**Exercise aim**: Please print every record below exactly as it reads.
##### Excerpted data #####
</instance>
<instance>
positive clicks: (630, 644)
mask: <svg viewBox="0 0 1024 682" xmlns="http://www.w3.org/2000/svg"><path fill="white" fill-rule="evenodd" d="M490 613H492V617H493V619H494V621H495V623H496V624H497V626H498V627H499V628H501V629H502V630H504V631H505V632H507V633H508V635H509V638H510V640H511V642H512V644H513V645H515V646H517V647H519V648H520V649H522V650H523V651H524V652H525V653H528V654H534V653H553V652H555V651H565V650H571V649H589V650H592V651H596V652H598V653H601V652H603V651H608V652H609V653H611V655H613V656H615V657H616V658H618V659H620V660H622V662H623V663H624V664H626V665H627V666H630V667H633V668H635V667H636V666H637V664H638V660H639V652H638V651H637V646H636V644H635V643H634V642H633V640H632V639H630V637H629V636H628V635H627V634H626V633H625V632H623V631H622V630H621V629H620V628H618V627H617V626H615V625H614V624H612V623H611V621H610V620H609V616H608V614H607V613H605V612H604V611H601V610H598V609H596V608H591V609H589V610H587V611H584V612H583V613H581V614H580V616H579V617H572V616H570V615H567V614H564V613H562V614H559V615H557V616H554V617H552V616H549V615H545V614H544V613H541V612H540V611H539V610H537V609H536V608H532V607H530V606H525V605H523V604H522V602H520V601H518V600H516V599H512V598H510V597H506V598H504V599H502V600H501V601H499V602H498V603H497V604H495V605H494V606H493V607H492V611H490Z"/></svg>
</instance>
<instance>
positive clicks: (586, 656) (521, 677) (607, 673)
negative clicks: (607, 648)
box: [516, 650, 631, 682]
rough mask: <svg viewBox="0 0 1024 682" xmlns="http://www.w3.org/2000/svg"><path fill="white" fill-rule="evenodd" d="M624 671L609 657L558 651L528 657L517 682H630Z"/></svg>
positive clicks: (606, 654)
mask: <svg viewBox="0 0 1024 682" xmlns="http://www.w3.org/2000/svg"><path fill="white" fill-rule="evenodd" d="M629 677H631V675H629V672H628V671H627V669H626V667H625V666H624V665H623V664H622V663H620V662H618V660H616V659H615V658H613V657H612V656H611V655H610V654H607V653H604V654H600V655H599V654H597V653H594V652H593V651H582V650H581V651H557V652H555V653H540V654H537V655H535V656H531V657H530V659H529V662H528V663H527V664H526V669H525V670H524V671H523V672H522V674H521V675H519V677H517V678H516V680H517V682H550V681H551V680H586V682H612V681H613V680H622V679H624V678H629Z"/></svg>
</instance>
#####
**Exercise solution**:
</instance>
<instance>
positive clicks: (630, 644)
mask: <svg viewBox="0 0 1024 682" xmlns="http://www.w3.org/2000/svg"><path fill="white" fill-rule="evenodd" d="M490 613H492V617H493V619H494V621H495V623H496V624H497V626H498V627H499V628H501V629H502V630H504V631H505V632H507V633H508V635H509V638H510V640H511V642H512V644H513V645H515V646H517V647H519V648H520V649H522V650H523V651H524V652H525V653H528V654H534V653H553V652H555V651H565V650H571V649H589V650H592V651H596V652H598V653H601V652H603V651H608V652H609V653H611V655H613V656H615V657H616V658H618V659H620V660H622V662H623V663H624V664H626V665H627V666H630V667H633V668H635V667H636V666H637V664H638V660H639V652H638V651H637V646H636V644H635V643H634V642H633V640H632V639H630V637H629V636H628V635H627V634H626V633H625V632H623V631H622V630H621V629H620V628H618V627H617V626H615V625H614V624H612V623H611V621H610V620H609V616H608V614H607V613H605V612H604V611H601V610H598V609H596V608H591V609H589V610H587V611H584V612H583V613H581V614H580V616H579V617H572V616H570V615H567V614H564V613H562V614H559V615H557V616H554V617H552V616H549V615H545V614H544V613H541V612H540V611H539V610H537V609H536V608H532V607H530V606H525V605H523V604H522V602H520V601H518V600H516V599H512V598H510V597H506V598H504V599H502V600H501V601H499V602H498V603H497V604H495V605H494V606H493V607H492V611H490Z"/></svg>
</instance>
<instance>
positive clicks: (586, 656) (521, 677) (607, 673)
negative clicks: (607, 648)
box: [516, 650, 631, 682]
rough mask: <svg viewBox="0 0 1024 682" xmlns="http://www.w3.org/2000/svg"><path fill="white" fill-rule="evenodd" d="M624 671L609 657L558 651L528 657L517 682H630Z"/></svg>
positive clicks: (606, 654)
mask: <svg viewBox="0 0 1024 682" xmlns="http://www.w3.org/2000/svg"><path fill="white" fill-rule="evenodd" d="M629 677H631V675H629V672H628V671H627V669H626V667H625V666H624V665H623V664H622V663H620V662H618V660H616V659H615V658H613V657H612V656H611V655H610V654H607V653H604V654H600V655H599V654H597V653H594V652H593V651H582V650H581V651H557V652H555V653H540V654H537V655H535V656H531V657H530V659H529V662H528V663H527V664H526V669H525V670H524V671H523V672H522V674H521V675H519V677H517V678H516V680H517V682H550V681H551V680H586V682H612V681H613V680H622V679H624V678H629Z"/></svg>
</instance>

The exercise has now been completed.